:: Source document ::
═══

Likewise, we do not find persuasive NSTAR's contention that the Acting Regional Director erroneously relied on “dismissive quantifications” to describe TSS and STOC duties, thereby supposedly “ignor[ing] the legal import” of TSS and STOC roles “by arguing that the instances simply do not occur often enough.” NSTAR is right that even a rarely exercised power can make a worker into a supervisor. See Me. Yankee Atomic Power Co. v. NLRB, 624 F.2d 347, 360 (1st Cir.1980). But, when considered with care, the record shows that the Acting Regional Director did not conclude that, because such powers were used with limited frequency, they cannot count as supervisory functions under the Act. Instead, we read the Acting Regional Director to have supportably found that NSTAR failed to show that the TSSs and STOCs have the authority to exercise any such functions or—in the case of one sort of power to assign—that NSTAR failed to show that the TSSs and STOCs are required to exercise independent judgment in exercising any such function. We thus affirm the Acting Regional Director's findings that the TSSs and STOCs are not supervisors.

III. Managerial Exclusion

Even if TSSs and STOCS do not qualify as supervisors, they may nonetheless fall within the Act's exclusion of “managerial employees.” The Supreme Court offered its most thorough guidance as to the scope of this exclusion in NLRB v. Yeshiva University, 444 U.S. 672, 100 S.Ct. 856, 63 L.Ed.2d 115 (1980).

The Supreme Court held there that “an employee may be excluded as managerial only if he represents management interests by taking or recommending discretionary actions that effectively control or implement employer policy.” Id. at 683, 100 S.Ct. 856. The Court further explained that “employees whose decisionmaking is limited to the routine discharge of professional duties in projects to which they have been assigned cannot be excluded from coverage,” and that “[o]nly if an employee's activities fall outside the scope of the duties routinely performed by similarly situated professionals will he be found aligned with management.” Id. at 690, 100 S.Ct. 856. The Court also noted that, under this rule, “architects and engineers functioning as project captains for work performed by teams of professionals are deemed employees despite substantial planning responsibility and authority to direct and evaluate team members.”

Id. at 690 n. 3, 100 S.Ct. 856.

Kentucky River did hold, with respect to the separate statutory exclusion of “supervisors,” that the fact that judgment was “professional or technical” was irrelevant to whether it was “independent” as that word is used in the supervisor definition. 532 U.S. at 713, 121 S.Ct. 1861. The managerial exception, however, is simply a gloss on the meaning of the word “employee” and does not involve the word “independent” at all. There is thus no reason to believe that Kentucky River undermined this portion of Yeshiva University. Cf. Evergreen Am. Corp. v. NLRB, 362 F.3d 827, 838 (D.C.Cir.2004). And in any event, NSTAR makes no argument that Kentucky River did have that effect.

═══

:: Requirements ::
In the court opinion excerpt, which Supreme Court case gave the most thorough guidance on the scope of the "managerial employees" exclusion?

:: Dataset content ::
═══

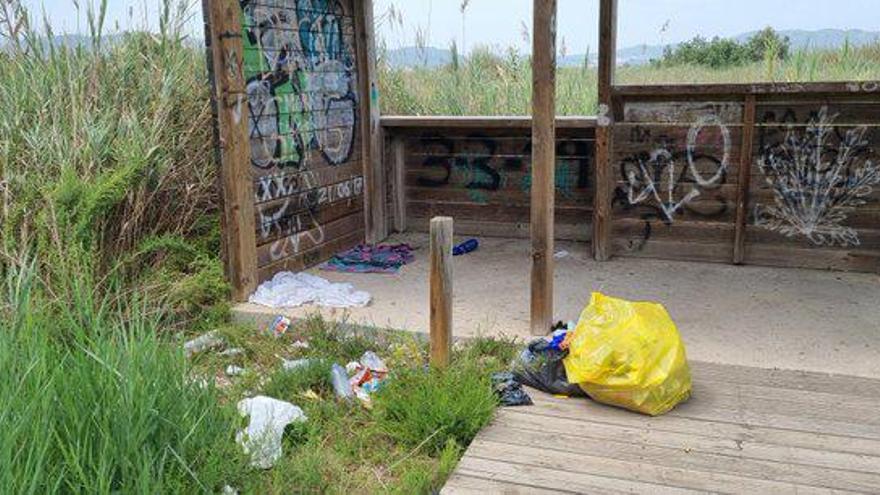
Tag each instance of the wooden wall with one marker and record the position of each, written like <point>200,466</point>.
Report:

═══

:: Solution for this exercise ::
NLRB v. Yeshiva University, 444 U.S. 672 (1980).